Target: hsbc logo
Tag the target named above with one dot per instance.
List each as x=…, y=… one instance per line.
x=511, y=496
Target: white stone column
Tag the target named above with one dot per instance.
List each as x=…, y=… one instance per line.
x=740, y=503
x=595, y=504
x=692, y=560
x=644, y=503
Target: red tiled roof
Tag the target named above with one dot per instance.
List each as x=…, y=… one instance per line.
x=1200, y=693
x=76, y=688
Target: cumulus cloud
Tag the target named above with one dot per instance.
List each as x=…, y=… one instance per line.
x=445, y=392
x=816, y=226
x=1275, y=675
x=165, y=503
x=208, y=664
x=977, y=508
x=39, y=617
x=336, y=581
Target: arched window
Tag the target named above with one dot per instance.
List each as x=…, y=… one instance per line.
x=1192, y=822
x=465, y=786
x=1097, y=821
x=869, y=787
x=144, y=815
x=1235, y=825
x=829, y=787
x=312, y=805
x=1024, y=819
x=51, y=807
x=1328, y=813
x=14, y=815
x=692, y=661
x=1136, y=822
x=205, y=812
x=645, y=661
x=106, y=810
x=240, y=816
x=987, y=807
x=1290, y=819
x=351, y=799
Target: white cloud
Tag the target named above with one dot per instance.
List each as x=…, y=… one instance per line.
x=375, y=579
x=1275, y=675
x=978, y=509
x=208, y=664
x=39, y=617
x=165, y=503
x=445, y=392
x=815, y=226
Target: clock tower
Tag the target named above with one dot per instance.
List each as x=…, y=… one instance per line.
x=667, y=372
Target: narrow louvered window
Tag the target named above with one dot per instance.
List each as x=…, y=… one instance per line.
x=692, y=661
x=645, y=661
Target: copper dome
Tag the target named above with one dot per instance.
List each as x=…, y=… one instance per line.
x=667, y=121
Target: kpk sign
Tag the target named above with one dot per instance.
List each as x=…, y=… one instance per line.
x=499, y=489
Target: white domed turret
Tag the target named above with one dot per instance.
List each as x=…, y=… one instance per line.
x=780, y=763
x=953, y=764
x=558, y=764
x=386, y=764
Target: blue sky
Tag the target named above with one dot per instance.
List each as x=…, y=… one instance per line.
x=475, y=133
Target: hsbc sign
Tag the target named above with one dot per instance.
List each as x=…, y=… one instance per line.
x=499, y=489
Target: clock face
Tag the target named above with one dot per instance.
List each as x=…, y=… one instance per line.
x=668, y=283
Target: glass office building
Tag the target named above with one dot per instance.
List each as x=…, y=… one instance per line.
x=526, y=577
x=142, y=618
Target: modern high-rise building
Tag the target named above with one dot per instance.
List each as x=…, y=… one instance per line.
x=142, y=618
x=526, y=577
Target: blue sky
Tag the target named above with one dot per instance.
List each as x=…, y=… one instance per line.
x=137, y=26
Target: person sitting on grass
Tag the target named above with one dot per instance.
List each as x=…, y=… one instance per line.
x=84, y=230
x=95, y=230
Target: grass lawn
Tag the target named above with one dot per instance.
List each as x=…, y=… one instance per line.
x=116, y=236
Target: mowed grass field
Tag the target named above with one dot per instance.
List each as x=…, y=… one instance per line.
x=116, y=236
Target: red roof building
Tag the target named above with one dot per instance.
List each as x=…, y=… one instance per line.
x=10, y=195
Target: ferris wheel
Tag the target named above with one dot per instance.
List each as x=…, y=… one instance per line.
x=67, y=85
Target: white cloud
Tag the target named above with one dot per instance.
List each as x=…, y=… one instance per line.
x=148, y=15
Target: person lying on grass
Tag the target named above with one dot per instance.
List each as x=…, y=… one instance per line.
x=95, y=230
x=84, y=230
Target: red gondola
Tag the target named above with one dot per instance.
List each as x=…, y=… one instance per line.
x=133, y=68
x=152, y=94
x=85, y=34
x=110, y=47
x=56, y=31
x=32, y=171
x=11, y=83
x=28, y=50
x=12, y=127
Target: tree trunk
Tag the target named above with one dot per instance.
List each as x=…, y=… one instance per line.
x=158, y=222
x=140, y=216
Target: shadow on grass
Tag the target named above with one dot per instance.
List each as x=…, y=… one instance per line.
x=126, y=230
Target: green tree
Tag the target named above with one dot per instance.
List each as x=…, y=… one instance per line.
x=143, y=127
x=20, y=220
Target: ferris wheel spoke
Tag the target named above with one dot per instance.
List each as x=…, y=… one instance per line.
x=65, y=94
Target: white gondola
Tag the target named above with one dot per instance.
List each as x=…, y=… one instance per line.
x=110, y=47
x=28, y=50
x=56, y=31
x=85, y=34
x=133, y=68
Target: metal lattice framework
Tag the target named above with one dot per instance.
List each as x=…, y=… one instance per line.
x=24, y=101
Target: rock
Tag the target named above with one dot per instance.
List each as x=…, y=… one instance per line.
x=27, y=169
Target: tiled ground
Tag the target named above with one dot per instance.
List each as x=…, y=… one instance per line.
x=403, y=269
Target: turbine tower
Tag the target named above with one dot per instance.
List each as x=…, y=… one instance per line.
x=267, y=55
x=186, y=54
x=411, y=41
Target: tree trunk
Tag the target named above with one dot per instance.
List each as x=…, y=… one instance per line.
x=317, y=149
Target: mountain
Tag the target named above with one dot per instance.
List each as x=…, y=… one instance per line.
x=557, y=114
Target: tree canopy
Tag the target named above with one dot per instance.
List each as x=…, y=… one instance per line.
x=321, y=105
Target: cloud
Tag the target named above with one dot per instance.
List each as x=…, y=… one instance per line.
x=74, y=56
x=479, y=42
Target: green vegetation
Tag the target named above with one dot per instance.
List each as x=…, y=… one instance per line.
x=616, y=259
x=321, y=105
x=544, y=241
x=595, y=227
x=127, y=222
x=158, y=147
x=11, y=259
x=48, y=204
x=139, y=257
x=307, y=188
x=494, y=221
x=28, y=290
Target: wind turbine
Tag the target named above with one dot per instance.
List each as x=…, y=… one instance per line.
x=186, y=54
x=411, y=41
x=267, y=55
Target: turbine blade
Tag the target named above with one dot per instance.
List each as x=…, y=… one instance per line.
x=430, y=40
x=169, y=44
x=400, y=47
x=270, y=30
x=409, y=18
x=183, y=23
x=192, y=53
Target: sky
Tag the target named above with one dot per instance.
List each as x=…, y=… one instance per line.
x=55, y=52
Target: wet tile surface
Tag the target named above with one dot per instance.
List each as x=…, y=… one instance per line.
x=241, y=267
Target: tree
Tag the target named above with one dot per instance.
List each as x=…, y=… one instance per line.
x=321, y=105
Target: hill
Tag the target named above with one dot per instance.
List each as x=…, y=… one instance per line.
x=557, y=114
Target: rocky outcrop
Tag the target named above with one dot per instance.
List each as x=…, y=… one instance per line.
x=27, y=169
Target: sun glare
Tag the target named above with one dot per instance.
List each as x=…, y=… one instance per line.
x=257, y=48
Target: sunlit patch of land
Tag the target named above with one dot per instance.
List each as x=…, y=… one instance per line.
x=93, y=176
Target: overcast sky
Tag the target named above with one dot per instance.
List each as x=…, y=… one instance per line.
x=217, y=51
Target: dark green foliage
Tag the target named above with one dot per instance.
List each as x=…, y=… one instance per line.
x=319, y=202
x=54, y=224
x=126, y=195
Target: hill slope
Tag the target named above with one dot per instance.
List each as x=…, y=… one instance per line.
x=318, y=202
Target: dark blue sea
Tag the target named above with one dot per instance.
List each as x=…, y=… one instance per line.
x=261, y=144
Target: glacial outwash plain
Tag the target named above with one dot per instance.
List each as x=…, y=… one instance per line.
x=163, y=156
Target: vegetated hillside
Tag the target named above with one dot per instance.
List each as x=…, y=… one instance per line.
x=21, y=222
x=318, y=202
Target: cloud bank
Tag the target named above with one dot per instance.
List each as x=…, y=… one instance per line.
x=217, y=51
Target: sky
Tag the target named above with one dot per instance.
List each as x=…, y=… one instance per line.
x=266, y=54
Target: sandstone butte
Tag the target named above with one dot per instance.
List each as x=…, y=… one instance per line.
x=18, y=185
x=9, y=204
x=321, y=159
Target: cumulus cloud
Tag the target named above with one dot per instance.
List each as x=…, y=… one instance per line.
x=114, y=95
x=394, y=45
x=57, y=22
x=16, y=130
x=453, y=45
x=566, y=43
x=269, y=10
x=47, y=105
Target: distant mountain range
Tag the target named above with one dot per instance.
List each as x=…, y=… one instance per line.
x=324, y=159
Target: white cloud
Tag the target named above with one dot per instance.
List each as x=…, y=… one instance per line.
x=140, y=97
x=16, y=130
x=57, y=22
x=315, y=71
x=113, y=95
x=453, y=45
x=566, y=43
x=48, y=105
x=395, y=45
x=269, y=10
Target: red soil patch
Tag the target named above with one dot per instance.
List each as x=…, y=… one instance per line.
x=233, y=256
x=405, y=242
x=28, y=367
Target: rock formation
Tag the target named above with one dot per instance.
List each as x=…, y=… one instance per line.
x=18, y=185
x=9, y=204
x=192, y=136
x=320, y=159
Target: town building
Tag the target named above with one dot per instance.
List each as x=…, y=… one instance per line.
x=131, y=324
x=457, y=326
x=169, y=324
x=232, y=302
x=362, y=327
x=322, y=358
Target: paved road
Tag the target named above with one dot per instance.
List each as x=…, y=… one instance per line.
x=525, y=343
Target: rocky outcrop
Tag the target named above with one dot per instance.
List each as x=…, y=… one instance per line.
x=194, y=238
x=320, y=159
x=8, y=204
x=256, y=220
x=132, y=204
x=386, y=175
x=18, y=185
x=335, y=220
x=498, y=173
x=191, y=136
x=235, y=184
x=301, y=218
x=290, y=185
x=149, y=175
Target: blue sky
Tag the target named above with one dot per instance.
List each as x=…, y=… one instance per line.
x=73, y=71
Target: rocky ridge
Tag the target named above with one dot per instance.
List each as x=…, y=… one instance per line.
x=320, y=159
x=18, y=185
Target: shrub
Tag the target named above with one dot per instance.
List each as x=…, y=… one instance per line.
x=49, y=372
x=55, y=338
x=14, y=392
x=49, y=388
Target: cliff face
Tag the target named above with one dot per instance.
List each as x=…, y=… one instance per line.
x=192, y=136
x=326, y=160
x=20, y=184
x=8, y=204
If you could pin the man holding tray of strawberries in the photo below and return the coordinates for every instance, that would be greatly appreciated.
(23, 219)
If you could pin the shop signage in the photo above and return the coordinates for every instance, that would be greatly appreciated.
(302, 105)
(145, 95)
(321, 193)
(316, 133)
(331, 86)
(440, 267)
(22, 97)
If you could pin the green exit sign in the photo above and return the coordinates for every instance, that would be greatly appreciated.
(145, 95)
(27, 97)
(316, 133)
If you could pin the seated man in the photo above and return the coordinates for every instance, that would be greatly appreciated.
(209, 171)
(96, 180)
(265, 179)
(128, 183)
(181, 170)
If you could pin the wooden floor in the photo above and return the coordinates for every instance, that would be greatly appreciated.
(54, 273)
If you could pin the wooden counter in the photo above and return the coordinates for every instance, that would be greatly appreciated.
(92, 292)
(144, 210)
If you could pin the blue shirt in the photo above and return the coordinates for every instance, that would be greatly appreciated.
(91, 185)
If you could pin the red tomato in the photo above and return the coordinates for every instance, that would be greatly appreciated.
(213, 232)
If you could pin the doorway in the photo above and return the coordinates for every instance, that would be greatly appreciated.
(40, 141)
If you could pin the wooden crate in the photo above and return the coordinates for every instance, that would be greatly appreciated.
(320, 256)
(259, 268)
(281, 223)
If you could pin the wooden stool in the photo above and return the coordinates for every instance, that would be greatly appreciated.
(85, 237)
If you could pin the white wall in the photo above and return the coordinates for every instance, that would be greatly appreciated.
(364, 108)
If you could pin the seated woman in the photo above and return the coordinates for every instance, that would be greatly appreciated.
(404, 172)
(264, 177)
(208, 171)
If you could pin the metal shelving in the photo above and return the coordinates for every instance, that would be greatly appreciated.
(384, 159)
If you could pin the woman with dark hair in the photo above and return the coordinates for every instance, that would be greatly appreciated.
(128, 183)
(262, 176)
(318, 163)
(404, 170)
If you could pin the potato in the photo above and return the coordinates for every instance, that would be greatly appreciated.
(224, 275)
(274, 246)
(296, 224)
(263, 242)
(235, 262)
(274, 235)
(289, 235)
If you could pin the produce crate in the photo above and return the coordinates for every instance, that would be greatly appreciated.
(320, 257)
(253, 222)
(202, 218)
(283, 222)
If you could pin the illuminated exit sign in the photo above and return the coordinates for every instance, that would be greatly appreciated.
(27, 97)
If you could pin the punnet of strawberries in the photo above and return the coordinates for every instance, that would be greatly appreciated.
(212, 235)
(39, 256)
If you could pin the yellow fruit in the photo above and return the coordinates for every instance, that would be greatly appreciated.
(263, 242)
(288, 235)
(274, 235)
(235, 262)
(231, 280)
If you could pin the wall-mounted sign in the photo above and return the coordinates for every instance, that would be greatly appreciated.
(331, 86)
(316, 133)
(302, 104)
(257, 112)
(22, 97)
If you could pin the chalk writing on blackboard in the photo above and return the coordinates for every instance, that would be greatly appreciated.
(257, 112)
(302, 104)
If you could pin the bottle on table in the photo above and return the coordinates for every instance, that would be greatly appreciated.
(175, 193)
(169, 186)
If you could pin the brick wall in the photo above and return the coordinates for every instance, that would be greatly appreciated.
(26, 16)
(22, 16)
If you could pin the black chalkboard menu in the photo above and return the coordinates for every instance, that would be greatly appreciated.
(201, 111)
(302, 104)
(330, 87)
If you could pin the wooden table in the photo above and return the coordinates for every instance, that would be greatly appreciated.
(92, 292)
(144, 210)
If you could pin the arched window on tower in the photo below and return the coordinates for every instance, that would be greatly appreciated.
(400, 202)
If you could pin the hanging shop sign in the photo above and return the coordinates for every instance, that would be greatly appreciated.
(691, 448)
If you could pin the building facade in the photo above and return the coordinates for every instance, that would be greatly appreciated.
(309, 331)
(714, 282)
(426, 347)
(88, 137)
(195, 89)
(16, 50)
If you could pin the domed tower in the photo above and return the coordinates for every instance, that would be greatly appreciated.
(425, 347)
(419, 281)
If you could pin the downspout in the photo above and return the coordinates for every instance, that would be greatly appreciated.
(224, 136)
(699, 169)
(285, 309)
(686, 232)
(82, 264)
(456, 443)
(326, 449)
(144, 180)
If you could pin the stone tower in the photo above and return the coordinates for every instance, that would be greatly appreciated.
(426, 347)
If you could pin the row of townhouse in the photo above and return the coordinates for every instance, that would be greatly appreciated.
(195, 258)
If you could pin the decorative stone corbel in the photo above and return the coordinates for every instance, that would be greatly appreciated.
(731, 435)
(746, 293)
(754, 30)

□ □ □

◆ **Assigned task**
Show each line in the listing above that has "roof".

◆ **Result of this task**
Target: red tiled roof
Target: red roof building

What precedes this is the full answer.